Re: [PATCH V5 13/16] xfs: Conditionally upgrade existing inodes to use 64-bit extent counters

"Darrick J. Wong" <djwong@xxxxxxxxxx> · Mon, 14 Feb 2022 09:07:28 -0800

On Fri, Feb 11, 2022 at 05:40:30PM +0530, Chandan Babu R wrote:
> On 07 Feb 2022 at 22:41, Darrick J. Wong wrote:
> > On Mon, Feb 07, 2022 at 10:25:19AM +0530, Chandan Babu R wrote:
> >> On 02 Feb 2022 at 01:31, Darrick J. Wong wrote:
> >> > On Fri, Jan 21, 2022 at 10:48:54AM +0530, Chandan Babu R wrote:
> >> >> This commit upgrades inodes to use 64-bit extent counters when they are read
> >> >> from disk. Inodes are upgraded only when the filesystem instance has
> >> >> XFS_SB_FEAT_INCOMPAT_NREXT64 incompat flag set.
> >> >> 
> >> >> Signed-off-by: Chandan Babu R <chandan.babu@xxxxxxxxxx>
> >> >> ---
> >> >>  fs/xfs/libxfs/xfs_inode_buf.c | 6 ++++++
> >> >>  1 file changed, 6 insertions(+)
> >> >> 
> >> >> diff --git a/fs/xfs/libxfs/xfs_inode_buf.c b/fs/xfs/libxfs/xfs_inode_buf.c
> >> >> index 2200526bcee0..767189c7c887 100644
> >> >> --- a/fs/xfs/libxfs/xfs_inode_buf.c
> >> >> +++ b/fs/xfs/libxfs/xfs_inode_buf.c
> >> >> @@ -253,6 +253,12 @@ xfs_inode_from_disk(
> >> >>  	}
> >> >>  	if (xfs_is_reflink_inode(ip))
> >> >>  		xfs_ifork_init_cow(ip);
> >> >> +
> >> >> +	if ((from->di_version == 3) &&
> >> >> +	     xfs_has_nrext64(ip->i_mount) &&
> >> >> +	     !xfs_dinode_has_nrext64(from))
> >> >> +		ip->i_diflags2 |= XFS_DIFLAG2_NREXT64;
> >> >
> >> > Hmm.  Last time around I asked about the oddness of updating the inode
> >> > feature flags outside of a transaction, and then never responded. :(
> >> > So to quote you from last time:
> >> >
> >> >> The following is the thought process behind upgrading an inode to
> >> >> XFS_DIFLAG2_NREXT64 when it is read from the disk,
> >> >>
> >> >> 1. With support for dynamic upgrade, The extent count limits of an
> >> >> inode needs to be determined by checking flags present within the
> >> >> inode i.e.  we need to satisfy self-describing metadata property. This
> >> >> helps tools like xfs_repair and scrub to verify inode's extent count
> >> >> limits without having to refer to other metadata objects (e.g.

> **DATA ROWS**
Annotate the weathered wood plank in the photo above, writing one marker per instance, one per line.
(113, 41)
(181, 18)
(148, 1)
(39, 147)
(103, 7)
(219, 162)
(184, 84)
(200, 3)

> **TASK REQUIREMENTS**
1. In the XFS patch discussion, translate this sentence into Spanish: "Inodes are upgraded only when the filesystem instance has XFS_SB_FEAT_INCOMPAT_NREXT64 incompat flag set."
2. Carry on with the XFS patch discussion from the point where it stops.
The records were taken from a different source.

> **SOLVED PROBLEMS**
1. Los inodos se actualizan solo cuando la instancia del sistema de archivos tiene activado el indicador incompat XFS_SB_FEAT_INCOMPAT_NREXT64.

2.
> >> >> superblock feature flags).
> >> >
> >> > I think this makes an even /stronger/ argument for why this update
> >> > needs to be transactional.
> >> >
> >> >> 2. Upgrade when performed inside xfs_trans_log_inode() may cause
> >> >> xfs_iext_count_may_overflow() to return -EFBIG when the inode's
> >> >> data/attr extent count is already close to 2^31/2^15 respectively.
> >> >> Hence none of the file operations will be able to add new extents to a
> >> >> file.
> >> >
> >> > Aha, there's the reason why!  You're right, xfs_iext_count_may_overflow
> >> > will abort the operation due to !NREXT64 before we even get a chance to
> >> > log the inode.
> >> >
> >> > I observe, however, that any time we call that function, we also have a
> >> > transaction allocated and we hold the ILOCK on the inode being tested.
> >> > *Most* of those call sites have also joined the inode to the transaction
> >> > already.  I wonder, is that a more appropriate place to be upgrading the
> >> > inodes?  Something like:
> >> >
> >> > /*
> >> >  * Ensure that the inode has the ability to add the specified number of
> >> >  * extents.  Caller must hold ILOCK_EXCL and have joined the inode to
> >> >  * the transaction.  Upon return, the inode will still be in this state
> >> >  * upon return and the transaction will be clean.
> >> >  */
> >> > int
> >> > xfs_trans_inode_ensure_nextents(
> >> > 	struct xfs_trans	**tpp,
> >> > 	struct xfs_inode	*ip,
> >> > 	int			whichfork,
> >> > 	int			nr_to_add)
> >> > {
> >> > 	int			error;
> >> >
> >> > 	error = xfs_iext_count_may_overflow(ip, whichfork, nr_to_add);
> >> > 	if (!error)
> >> > 		return 0;
> >> >
> >> > 	/*
> >> > 	 * Try to upgrade if the extent count fields aren't large
> >> > 	 * enough.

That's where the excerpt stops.